• 文章
★ ★ ★ ★ ★ ★ ★

BACKUP_DIR="/backups/$(date +%Y%m%d)"
DB_HOST="postgres-service"
DB_NAME="grpc_db"

# 创建备份目录
mkdir -p $BACKUP_DIR

# 数据库备份
pg_dump -h $DB_HOST -U grpc_user $DB_NAME | gzip > $BACKUP_DIR/database.sql.gz

# 配置备份
kubectl get configmap grpc-config -o yaml > $BACKUP_DIR/configmap.yaml
kubectl get secret grpc-secret -o yaml > $BACKUP_DIR/secret.yaml

# 上传到云存储
aws s3 sync $BACKUP_DIR s3://grpc-backups/$(date +%Y%m%d)/

echo "Backup completed: $BACKUP_DIR"

2. 灾备恢复

#!/bin/bash
# restore.sh - 灾备恢复脚本

BACKUP_DATE=$1
BACKUP_DIR="/backups/$BACKUP_DATE"

if [ -z "$BACKUP_DATE" ]; then
    echo "Usage: $0 <backup_date>"

★ ★ ★ ★ ★ ★ ★

• 练习题目
请续写上面讲备份与灾备恢复脚本的文章，从最后一行之后接着写下去。

位置标注记录:
★ ★ ★ ★ ★ ★ ★

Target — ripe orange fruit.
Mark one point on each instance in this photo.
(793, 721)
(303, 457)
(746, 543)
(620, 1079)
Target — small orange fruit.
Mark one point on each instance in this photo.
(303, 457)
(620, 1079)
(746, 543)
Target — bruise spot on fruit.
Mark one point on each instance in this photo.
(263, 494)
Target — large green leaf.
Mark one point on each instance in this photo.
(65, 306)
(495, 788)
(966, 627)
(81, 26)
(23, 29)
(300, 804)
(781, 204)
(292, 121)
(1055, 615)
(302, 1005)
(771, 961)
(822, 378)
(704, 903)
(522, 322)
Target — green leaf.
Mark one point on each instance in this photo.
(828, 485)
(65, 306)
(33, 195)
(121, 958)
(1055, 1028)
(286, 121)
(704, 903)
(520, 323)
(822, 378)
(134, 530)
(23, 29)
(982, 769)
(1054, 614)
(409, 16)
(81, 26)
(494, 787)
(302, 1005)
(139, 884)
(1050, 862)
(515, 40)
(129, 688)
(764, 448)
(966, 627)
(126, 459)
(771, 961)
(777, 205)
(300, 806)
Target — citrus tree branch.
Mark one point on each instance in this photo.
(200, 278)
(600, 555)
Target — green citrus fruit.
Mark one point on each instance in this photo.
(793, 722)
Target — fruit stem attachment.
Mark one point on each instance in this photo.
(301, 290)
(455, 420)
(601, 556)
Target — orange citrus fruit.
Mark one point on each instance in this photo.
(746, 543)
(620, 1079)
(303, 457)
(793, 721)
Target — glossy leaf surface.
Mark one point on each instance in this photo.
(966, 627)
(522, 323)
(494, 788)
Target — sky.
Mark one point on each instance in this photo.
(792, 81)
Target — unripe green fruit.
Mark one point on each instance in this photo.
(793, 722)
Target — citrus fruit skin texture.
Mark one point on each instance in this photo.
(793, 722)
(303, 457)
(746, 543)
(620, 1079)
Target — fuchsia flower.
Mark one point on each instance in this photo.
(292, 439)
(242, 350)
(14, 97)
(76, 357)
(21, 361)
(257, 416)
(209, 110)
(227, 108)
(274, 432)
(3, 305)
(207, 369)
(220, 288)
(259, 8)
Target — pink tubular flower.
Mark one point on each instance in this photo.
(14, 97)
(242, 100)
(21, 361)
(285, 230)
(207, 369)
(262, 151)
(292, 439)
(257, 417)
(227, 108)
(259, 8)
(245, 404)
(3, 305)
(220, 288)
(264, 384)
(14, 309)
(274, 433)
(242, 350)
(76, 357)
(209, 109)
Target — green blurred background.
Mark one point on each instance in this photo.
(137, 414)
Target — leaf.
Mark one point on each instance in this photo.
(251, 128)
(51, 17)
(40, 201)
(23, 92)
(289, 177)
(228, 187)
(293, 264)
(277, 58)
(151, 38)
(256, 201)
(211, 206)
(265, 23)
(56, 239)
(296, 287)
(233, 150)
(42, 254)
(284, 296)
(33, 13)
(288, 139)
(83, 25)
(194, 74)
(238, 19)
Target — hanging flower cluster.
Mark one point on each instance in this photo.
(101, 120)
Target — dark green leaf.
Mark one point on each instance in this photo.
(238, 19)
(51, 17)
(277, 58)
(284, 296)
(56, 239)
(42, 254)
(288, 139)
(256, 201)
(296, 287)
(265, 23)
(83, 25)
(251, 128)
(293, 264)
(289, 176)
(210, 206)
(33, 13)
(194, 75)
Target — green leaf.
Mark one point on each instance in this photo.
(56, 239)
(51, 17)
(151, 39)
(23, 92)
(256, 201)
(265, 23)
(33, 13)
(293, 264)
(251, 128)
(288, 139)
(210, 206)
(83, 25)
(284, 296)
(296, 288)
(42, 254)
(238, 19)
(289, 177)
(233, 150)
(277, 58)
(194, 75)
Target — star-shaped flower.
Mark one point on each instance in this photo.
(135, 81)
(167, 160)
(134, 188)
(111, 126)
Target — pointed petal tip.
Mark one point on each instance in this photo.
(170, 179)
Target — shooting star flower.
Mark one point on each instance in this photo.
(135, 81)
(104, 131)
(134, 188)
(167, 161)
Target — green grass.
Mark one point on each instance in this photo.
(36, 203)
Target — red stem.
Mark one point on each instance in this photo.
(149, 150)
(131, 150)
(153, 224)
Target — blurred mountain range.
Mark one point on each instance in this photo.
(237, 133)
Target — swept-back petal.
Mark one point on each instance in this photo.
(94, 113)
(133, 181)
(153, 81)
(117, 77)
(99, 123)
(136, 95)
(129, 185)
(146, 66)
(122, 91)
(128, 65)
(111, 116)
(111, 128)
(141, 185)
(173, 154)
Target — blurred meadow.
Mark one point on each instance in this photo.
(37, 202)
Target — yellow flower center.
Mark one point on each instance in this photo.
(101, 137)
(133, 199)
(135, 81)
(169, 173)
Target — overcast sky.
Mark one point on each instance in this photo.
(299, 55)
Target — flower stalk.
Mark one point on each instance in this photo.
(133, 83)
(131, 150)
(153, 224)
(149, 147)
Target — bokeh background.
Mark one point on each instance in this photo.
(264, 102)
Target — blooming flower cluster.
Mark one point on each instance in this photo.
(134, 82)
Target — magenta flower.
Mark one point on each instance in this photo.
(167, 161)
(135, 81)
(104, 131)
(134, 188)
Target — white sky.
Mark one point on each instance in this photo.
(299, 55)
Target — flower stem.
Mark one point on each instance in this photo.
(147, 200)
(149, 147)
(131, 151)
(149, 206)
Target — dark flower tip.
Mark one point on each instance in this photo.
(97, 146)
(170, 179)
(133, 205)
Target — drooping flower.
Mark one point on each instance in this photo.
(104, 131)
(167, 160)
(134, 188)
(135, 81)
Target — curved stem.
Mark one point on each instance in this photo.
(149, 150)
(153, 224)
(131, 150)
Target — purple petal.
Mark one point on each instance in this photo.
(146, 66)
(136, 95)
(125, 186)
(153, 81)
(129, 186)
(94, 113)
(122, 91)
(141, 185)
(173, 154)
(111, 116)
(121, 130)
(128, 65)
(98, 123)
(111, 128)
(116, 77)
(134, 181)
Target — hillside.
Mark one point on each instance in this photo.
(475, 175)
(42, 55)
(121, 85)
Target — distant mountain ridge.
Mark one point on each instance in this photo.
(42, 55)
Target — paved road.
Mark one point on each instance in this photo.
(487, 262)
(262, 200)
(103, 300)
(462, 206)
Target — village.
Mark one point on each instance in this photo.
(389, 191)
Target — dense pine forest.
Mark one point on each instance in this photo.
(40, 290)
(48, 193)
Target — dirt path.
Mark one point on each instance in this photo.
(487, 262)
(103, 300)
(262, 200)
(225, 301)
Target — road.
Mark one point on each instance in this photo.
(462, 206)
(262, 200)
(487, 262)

★ ★ ★ ★ ★ ★ ★

• 本题答案
    exit 1
fi

# 从云存储下载备份
aws s3 sync s3://grpc-backups/$BACKUP_DATE/ $BACKUP_DIR/

# 恢复数据库
gunzip -c $BACKUP_DIR/database.sql.gz | psql -h postgres-service -U grpc_user grpc_db

# 恢复配置
kubectl apply -f $BACKUP_DIR/configmap.yaml
kubectl apply -f $BACKUP_DIR/secret.yaml

# 重启服务
kubectl rollout restart deployment/grpc-server -n grpc-system

echo "Restore completed from backup: $BACKUP_DATE"

3. 健康检查

// health.go - 健康检查实现
package main

import (
    "context"
    "database/sql"
    "fmt"
    "net/http"
    "time"
    
    "google.golang.org/grpc/health/grpc_health_v1"
)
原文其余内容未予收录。